(Point labeling dataset excerpts)
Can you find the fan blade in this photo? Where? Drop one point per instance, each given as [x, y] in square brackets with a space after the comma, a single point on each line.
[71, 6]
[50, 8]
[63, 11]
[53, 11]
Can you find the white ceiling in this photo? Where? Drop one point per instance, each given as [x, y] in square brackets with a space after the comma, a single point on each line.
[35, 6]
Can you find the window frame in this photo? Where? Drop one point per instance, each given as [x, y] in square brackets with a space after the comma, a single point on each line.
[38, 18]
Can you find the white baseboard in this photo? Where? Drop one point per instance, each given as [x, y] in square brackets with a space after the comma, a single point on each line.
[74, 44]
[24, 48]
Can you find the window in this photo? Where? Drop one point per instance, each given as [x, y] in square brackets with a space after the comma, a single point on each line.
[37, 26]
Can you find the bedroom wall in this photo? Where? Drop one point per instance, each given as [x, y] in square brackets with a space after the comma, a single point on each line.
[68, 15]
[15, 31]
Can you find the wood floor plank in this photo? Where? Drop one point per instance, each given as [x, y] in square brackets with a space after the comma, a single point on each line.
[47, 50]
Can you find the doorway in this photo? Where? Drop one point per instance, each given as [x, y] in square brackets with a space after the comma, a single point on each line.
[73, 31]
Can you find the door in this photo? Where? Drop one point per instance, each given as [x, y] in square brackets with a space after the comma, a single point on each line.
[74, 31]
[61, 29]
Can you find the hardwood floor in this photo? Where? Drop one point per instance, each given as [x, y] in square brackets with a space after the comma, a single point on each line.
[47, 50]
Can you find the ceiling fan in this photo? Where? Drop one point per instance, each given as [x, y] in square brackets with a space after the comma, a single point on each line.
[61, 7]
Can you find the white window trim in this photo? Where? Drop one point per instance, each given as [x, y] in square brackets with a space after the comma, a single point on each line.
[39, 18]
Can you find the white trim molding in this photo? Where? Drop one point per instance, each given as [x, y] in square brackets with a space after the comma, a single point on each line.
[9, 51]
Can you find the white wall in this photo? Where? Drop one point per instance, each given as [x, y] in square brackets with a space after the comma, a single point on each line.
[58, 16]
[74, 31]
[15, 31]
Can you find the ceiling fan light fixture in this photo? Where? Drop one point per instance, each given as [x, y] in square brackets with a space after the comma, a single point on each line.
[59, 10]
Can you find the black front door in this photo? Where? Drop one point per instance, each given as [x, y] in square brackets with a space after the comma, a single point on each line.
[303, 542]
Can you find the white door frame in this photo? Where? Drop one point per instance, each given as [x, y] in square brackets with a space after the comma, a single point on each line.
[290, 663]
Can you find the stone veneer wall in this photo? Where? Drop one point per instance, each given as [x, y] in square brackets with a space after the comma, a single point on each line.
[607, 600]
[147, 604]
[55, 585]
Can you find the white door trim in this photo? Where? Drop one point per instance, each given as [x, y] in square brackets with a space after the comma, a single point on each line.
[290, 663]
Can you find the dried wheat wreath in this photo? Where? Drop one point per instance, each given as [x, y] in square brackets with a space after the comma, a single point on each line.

» OBJECTIVE: Exactly reproduce the lines beginning with the one that contains "Can you find the door in" and ending with the last line of the material, both included. Leave out everything else.

» ANSWER TO THE TASK:
Can you find the door in this photo? Where? Drop one point per instance, each given as [x, y] in square brackets with a space after the comma, a single point on each line.
[74, 31]
[61, 29]
Can you find the hardwood floor in this photo? Where? Drop one point per instance, each given as [x, y] in square brackets with a space after the comma, a single point on each line.
[47, 50]
Can you find the ceiling fan in this photo? Where? Drop one point per instance, each given as [x, y] in square brackets with a space after the comma, a single point on each line.
[61, 7]
Can you find the white window trim in this photo? Where? Drop one point per instance, each given as [x, y] in square brackets with a space after the comma, a single point on each line.
[39, 18]
Can you find the white trim molding in this photo? Where? Drop one point per instance, each given as [x, y] in square brackets with a space after the comma, a single point on each line.
[9, 51]
Can you find the white wall in this photo? Where? Drop one point per instance, each given as [x, y] in square brackets with a space after the comma, a single point on each line.
[58, 16]
[74, 31]
[15, 31]
Can you find the ceiling fan light fixture in this photo? Where? Drop one point per instance, each given as [x, y] in square brackets with a space after the comma, a single point on each line.
[59, 10]
Can you find the black front door in this photo? Where? Drop one point per instance, each given as [x, y] in square brackets with a space after the comma, a single point on each line.
[303, 542]
Can you find the white door frame in this photo? Where? Drop one point per instance, each given as [x, y] in square brackets with a space after the comma, a single point on each line.
[290, 663]
Can you find the stone veneer wall in this photo? Where? Drop one point per instance, each given as [x, y] in square brackets with a space after the comma, a single point on each line.
[607, 600]
[147, 604]
[55, 585]
Can you find the white door trim in this photo? Where? Drop one point per instance, each given as [x, y] in square brackets with a space after the comma, a single point on each line.
[290, 663]
Can you find the dried wheat wreath in this photo? Where? Drop one point per instance, each given as [x, y] in square brackets with a space after the comma, a single point on each line.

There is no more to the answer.